▶ [STORED RECORDS]
-- Begin --

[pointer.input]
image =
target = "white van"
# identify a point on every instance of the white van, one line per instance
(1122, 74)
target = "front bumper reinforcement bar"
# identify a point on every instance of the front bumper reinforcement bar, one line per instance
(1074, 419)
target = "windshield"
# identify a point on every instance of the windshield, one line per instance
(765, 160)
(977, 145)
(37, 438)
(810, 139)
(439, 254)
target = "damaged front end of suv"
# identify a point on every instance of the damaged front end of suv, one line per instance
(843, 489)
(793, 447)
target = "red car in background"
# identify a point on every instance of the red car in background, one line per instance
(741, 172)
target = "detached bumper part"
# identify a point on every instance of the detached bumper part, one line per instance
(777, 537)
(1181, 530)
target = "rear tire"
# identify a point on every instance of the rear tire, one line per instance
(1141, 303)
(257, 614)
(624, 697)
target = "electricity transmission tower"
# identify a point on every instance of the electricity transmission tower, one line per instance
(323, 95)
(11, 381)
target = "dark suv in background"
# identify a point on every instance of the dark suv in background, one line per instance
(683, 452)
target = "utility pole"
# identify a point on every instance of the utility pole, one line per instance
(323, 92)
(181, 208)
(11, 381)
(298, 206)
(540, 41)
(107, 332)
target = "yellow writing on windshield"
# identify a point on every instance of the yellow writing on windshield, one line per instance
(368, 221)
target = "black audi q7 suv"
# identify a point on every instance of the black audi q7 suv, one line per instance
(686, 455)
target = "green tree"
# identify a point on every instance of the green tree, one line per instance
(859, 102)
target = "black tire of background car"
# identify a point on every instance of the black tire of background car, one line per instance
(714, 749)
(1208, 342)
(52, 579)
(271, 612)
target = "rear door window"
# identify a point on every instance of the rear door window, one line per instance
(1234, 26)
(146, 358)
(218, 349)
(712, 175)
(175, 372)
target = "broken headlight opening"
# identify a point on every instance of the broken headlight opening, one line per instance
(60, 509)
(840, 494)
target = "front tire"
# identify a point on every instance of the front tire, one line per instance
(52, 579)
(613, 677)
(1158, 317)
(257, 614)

-- End --

▶ [REQUEST]
Can you give the material above again with "windshield" swapped for "windscreen" everywhere it occurs, leaving everything else unchanged?

▶ [FULL ANSWER]
[pointer.input]
image =
target = "white van"
# identify a point on every instance of the white van, one line per instance
(1122, 74)
target = "front bumper reinforcement bar"
# identify a point on every instance of the front bumper reinforcement bar, one line per instance
(1074, 419)
target = "windscreen"
# identify a point on every instance of the windscreen, one line per instance
(765, 160)
(977, 145)
(37, 438)
(810, 139)
(439, 254)
target = "damaged front end of suv"
# identify a point on every instance of the damaged front end of suv, one line per instance
(843, 489)
(793, 447)
target = "red car in background"
# identify a point on every instance of the red car in background, one line per instance
(741, 172)
target = "detached bumper part"
# identify a point on every instance of the detached bumper part, one line per instance
(777, 537)
(1181, 530)
target = "rear tire"
# identify a point on every instance of the rear tire, one line per instance
(1141, 303)
(257, 614)
(624, 697)
target = "electricity transmission tower"
# identify a point on every instance of the electricity transmission tower, one line per instance
(323, 95)
(11, 381)
target = "dark suv in background"
# identify a point on every instance of the dark suv in background, one line per instance
(683, 452)
target = "utility pole"
# identify a point on every instance of the utility pole, one line per instance
(323, 92)
(181, 208)
(11, 381)
(298, 206)
(540, 41)
(107, 332)
target = "yellow writing on windscreen"
# identify a point on every instance of the yellow writing on windscreen, one line per instance
(368, 221)
target = "black audi q7 suv"
# identify a point on every instance of the black audi q7 suv, one line per instance
(686, 455)
target = "green tree"
# identify a point on every instance of the green tree, one line per instance
(859, 102)
target = "black tire of background car"
# identify a point on every instance of the black tire of background car, one line per instance
(714, 749)
(1208, 342)
(52, 579)
(271, 612)
target = "rear door window"
# identify a point on every instance of the rear door window, one line per instance
(1234, 26)
(146, 358)
(218, 349)
(712, 175)
(175, 372)
target = "broken headlight opening"
# identify a point on every instance of the broken headlight opening, one line per instance
(60, 509)
(840, 494)
target = "front tire"
# identify a point on every instance of the front tire, one line per instance
(52, 579)
(613, 677)
(1158, 317)
(257, 614)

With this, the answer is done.